[[ DATASET EXTRACT, beginning ]]
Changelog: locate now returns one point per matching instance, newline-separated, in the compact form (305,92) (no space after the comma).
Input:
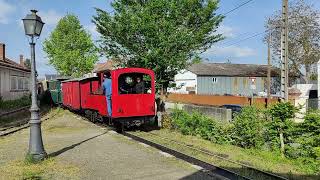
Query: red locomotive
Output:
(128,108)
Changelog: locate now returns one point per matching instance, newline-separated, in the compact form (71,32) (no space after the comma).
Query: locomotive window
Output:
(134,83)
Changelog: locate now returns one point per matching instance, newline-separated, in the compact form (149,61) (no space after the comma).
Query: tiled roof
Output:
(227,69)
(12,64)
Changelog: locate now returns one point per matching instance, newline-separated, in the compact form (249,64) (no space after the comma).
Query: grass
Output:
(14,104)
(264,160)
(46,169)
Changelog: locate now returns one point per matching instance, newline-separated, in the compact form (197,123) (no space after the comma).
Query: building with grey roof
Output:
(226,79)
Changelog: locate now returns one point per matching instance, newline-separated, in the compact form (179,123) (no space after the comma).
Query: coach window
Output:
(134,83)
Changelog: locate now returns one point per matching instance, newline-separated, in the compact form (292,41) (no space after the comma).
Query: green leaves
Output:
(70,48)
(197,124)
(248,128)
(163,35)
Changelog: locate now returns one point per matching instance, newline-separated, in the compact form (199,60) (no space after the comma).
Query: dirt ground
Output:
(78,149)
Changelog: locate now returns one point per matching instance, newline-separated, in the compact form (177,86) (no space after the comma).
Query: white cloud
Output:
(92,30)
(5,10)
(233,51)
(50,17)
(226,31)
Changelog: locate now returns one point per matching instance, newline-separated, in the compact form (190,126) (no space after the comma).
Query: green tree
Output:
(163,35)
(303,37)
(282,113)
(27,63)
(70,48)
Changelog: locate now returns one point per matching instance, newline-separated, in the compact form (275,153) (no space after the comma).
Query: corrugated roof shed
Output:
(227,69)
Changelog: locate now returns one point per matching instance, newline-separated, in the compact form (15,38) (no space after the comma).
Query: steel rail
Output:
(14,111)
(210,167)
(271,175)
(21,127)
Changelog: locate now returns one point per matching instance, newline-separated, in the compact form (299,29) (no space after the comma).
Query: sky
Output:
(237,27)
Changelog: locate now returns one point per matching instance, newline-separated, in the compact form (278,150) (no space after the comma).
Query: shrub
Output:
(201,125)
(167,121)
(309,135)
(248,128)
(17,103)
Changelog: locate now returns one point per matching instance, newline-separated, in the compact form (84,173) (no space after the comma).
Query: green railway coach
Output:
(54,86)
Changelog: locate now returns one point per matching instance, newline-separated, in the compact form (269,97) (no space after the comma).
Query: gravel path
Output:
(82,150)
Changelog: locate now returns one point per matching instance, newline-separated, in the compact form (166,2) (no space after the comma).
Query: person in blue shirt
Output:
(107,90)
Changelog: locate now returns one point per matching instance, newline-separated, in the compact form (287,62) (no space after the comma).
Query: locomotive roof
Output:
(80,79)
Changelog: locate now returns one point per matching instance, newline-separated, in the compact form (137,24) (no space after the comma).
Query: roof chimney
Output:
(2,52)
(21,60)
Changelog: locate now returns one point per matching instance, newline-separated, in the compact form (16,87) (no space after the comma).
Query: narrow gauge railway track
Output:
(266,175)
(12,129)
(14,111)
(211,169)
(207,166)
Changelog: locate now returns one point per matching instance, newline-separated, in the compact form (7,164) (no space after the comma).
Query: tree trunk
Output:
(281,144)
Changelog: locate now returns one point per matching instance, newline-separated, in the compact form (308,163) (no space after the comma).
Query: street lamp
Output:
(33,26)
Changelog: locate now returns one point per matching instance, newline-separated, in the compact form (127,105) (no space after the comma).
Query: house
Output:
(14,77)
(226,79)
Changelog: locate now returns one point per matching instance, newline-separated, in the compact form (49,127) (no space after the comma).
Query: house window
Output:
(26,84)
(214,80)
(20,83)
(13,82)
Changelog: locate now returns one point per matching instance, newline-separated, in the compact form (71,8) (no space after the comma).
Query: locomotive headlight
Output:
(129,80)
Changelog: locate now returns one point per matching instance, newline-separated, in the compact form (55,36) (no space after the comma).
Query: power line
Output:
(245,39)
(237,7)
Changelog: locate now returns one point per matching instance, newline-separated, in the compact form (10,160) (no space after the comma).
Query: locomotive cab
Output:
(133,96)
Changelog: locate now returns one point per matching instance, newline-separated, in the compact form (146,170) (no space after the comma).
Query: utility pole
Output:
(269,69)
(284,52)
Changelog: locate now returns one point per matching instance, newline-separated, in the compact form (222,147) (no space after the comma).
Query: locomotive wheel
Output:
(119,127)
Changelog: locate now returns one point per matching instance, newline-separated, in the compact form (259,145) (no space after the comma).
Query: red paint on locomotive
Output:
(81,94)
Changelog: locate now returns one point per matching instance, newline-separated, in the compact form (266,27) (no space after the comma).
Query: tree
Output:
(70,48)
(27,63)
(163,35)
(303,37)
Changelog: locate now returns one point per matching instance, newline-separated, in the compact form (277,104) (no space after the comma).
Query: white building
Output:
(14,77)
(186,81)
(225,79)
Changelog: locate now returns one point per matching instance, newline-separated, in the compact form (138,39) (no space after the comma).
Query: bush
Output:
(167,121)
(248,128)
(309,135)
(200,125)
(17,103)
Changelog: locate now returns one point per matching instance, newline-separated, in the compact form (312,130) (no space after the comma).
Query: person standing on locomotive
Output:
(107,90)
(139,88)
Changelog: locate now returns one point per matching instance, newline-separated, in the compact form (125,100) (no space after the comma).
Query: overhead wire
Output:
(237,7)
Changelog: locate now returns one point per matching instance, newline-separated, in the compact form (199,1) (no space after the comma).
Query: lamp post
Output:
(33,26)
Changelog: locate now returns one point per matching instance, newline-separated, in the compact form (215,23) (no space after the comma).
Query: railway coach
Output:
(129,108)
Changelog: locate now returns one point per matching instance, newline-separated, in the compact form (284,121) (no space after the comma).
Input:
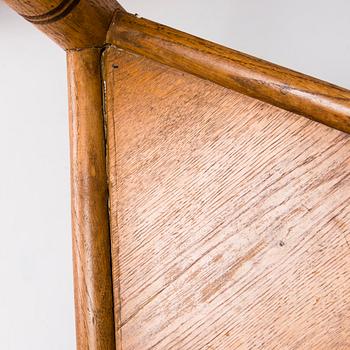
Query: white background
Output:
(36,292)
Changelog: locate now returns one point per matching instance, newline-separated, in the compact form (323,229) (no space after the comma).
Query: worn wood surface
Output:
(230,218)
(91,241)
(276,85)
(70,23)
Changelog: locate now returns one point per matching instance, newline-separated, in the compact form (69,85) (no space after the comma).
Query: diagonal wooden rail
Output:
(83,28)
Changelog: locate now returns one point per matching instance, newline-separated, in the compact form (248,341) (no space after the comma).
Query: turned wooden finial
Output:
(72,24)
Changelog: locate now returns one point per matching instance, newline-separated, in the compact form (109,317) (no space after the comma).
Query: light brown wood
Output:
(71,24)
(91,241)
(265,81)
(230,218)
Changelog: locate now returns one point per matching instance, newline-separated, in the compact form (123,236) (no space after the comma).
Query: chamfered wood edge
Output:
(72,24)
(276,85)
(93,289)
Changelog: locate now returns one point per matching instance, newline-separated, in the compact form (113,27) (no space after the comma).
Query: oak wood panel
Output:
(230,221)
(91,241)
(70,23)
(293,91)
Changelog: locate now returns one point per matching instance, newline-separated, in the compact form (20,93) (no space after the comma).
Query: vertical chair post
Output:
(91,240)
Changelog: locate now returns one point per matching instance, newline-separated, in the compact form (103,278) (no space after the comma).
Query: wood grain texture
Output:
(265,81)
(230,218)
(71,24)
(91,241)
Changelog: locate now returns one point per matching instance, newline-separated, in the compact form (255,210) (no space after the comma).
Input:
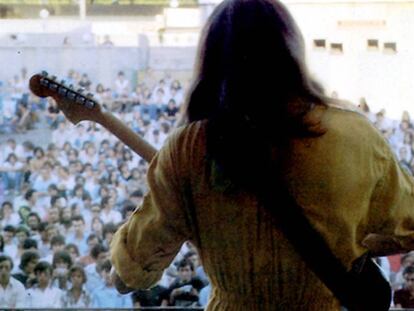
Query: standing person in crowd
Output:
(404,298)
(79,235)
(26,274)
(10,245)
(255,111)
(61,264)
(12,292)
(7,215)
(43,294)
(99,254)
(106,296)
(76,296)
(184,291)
[[ DATASET EXTRACT, end ]]
Extract all lines of the records above that include "person".

SOLUTION FOR THIS EXERCISE
Query: person in blue shirt
Query: person standing on locomotive
Query: standing person in crowd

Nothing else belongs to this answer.